EXERCISE PROMPT ▸ Rewrite the material from its first line up to and including the line with "185, 129, 250, 324", keeping the requests as they are. Increase every bounding box coordinate in the answers by 79.

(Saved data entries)
──────────

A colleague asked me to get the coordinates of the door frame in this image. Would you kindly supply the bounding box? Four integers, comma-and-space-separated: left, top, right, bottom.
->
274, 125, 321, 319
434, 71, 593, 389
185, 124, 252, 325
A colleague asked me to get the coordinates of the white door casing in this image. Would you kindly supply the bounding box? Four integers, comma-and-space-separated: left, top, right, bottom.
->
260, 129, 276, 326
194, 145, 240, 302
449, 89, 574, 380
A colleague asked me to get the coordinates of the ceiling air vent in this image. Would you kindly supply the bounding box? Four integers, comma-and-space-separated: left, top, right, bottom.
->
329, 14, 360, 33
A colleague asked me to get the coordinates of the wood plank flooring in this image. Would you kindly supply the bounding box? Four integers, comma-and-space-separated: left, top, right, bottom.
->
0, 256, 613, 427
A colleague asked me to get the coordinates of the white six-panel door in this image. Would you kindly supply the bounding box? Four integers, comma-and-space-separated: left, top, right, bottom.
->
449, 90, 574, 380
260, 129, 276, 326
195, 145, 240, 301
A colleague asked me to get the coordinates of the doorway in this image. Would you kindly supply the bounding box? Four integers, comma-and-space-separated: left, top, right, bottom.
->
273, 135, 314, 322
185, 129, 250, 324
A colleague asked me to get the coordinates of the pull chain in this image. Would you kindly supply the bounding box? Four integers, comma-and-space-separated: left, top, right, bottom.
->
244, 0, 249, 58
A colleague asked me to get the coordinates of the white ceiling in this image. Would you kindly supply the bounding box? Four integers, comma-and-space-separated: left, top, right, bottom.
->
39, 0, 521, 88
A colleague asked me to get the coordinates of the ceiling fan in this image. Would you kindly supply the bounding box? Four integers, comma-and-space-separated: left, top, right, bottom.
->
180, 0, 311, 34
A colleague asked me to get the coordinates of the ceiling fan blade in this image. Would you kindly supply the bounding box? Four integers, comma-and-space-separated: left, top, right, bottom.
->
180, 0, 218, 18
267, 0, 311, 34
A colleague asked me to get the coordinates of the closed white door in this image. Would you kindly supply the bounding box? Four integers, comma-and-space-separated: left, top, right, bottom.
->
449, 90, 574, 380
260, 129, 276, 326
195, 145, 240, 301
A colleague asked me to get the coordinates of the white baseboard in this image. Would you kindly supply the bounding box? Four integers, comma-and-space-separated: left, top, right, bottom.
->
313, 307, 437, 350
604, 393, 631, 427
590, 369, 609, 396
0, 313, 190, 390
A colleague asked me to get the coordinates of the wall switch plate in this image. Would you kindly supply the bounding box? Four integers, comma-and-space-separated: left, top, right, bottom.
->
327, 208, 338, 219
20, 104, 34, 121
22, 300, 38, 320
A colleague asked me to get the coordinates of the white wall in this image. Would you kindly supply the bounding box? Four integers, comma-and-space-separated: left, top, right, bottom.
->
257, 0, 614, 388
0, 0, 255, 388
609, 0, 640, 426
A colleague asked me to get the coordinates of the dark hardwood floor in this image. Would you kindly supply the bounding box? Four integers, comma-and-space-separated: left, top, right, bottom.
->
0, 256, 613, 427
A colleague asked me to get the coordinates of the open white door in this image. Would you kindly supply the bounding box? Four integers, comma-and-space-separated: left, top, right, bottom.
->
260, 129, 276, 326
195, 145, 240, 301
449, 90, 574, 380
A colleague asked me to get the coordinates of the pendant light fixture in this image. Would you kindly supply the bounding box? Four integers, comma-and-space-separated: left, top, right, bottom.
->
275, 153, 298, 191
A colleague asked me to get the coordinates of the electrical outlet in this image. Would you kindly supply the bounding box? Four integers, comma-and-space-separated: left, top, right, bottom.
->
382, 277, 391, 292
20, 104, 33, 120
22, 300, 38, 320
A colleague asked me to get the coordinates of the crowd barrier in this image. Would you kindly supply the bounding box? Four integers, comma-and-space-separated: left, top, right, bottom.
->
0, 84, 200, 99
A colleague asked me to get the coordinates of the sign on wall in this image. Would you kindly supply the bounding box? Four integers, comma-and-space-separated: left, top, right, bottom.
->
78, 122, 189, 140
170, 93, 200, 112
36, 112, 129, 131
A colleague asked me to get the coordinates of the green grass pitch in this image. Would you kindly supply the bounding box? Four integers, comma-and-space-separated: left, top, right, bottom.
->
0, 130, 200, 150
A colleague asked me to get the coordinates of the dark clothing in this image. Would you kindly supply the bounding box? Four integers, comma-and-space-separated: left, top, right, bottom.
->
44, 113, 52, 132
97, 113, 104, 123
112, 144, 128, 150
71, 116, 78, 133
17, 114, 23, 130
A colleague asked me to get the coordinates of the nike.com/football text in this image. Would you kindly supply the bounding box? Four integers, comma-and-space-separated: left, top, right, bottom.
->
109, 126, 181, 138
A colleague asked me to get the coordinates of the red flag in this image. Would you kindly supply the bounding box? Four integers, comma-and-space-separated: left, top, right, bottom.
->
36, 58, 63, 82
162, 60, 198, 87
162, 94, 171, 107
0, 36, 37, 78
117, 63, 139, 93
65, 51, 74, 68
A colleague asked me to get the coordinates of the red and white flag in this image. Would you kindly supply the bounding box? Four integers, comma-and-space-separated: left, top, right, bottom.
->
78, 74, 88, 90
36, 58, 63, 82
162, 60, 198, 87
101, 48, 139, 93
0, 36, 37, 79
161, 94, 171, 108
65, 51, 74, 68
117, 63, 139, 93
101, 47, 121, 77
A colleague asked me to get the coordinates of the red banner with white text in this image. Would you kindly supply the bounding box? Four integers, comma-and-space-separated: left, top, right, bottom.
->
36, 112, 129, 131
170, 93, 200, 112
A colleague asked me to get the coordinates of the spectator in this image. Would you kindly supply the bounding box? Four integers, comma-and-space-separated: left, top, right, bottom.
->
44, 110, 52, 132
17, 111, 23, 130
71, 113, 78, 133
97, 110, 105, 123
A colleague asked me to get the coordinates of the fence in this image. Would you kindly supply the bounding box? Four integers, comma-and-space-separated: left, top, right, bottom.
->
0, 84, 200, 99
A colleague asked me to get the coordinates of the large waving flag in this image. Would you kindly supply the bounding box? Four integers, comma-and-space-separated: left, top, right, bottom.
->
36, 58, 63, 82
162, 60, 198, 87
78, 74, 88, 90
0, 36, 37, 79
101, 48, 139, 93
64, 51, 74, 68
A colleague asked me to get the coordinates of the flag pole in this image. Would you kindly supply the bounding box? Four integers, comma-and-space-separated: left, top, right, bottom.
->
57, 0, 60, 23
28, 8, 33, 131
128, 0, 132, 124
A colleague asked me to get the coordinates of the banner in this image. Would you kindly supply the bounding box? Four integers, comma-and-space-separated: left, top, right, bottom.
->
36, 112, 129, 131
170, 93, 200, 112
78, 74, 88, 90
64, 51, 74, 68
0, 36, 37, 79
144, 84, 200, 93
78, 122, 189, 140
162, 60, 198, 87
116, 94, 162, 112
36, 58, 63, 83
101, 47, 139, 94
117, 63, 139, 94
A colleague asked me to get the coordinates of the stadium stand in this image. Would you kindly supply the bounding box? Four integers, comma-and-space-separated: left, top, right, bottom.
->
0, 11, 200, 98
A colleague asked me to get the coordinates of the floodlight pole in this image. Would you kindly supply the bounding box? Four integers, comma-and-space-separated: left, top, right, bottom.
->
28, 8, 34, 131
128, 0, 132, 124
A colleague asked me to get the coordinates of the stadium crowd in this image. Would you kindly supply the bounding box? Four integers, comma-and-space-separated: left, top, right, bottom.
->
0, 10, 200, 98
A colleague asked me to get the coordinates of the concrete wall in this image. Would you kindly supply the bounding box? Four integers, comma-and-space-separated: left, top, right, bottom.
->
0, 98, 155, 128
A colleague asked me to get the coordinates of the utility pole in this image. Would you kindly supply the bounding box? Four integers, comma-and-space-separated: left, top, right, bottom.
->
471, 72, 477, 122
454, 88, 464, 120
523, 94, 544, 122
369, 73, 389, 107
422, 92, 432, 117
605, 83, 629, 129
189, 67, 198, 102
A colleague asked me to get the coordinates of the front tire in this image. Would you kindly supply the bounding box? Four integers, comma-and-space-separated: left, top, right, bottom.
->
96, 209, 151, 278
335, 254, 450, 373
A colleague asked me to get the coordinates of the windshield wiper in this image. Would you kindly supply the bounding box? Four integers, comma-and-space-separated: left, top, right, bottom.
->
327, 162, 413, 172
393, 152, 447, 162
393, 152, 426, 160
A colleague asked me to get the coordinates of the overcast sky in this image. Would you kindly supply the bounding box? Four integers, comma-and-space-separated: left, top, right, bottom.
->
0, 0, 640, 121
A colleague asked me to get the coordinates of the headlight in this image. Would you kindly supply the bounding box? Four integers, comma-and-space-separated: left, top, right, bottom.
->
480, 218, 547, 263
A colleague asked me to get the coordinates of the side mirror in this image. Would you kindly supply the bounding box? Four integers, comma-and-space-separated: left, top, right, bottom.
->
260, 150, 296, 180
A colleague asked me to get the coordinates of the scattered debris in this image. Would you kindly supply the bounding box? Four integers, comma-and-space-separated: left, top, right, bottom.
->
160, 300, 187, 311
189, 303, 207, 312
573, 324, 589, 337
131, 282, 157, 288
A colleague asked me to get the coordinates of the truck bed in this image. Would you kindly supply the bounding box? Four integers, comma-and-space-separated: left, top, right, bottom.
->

──────────

WRITTEN ANSWER ▸
A colleague asked me to get the coordinates of the door frame in this image. Would you kindly supply the bounding box? Four integers, comma-and-space-separated: left, top, right, bottom.
->
353, 204, 400, 398
513, 150, 672, 468
264, 203, 331, 404
A colleague asked me to get the coordinates of the white door casing in this image. Would you kindly supply the bounding box? Four integers, comma-and-space-separated: left, top, right, bottom.
->
339, 208, 355, 405
273, 224, 319, 381
528, 168, 653, 459
A colleague asked me to get the coordinates of the ceiling air vent in this image. Would you kindly supply the bounding box? Four integers, comma-and-space-separated: left, top, right, bottom.
->
408, 93, 439, 112
A colleague asked me to get the coordinates of the wood plank flooring in this image. Would you kindly supply the bounding box? Four integers, comma-and-space-separated: left, top, right, bottom.
->
79, 335, 692, 506
A colleague asked me to get the coordinates of the white six-panel door in this image. Would you kindly supply the bounding box? Four integers, comma-and-space-separated: left, top, right, bottom.
->
528, 169, 653, 459
339, 208, 355, 405
274, 224, 319, 380
A colleague asked me to get the coordinates of the doorway in this image. Would you kindly supply the bounding box? Four integers, comma-and-space-separated: left, top, right, bottom.
->
352, 214, 393, 401
264, 208, 329, 403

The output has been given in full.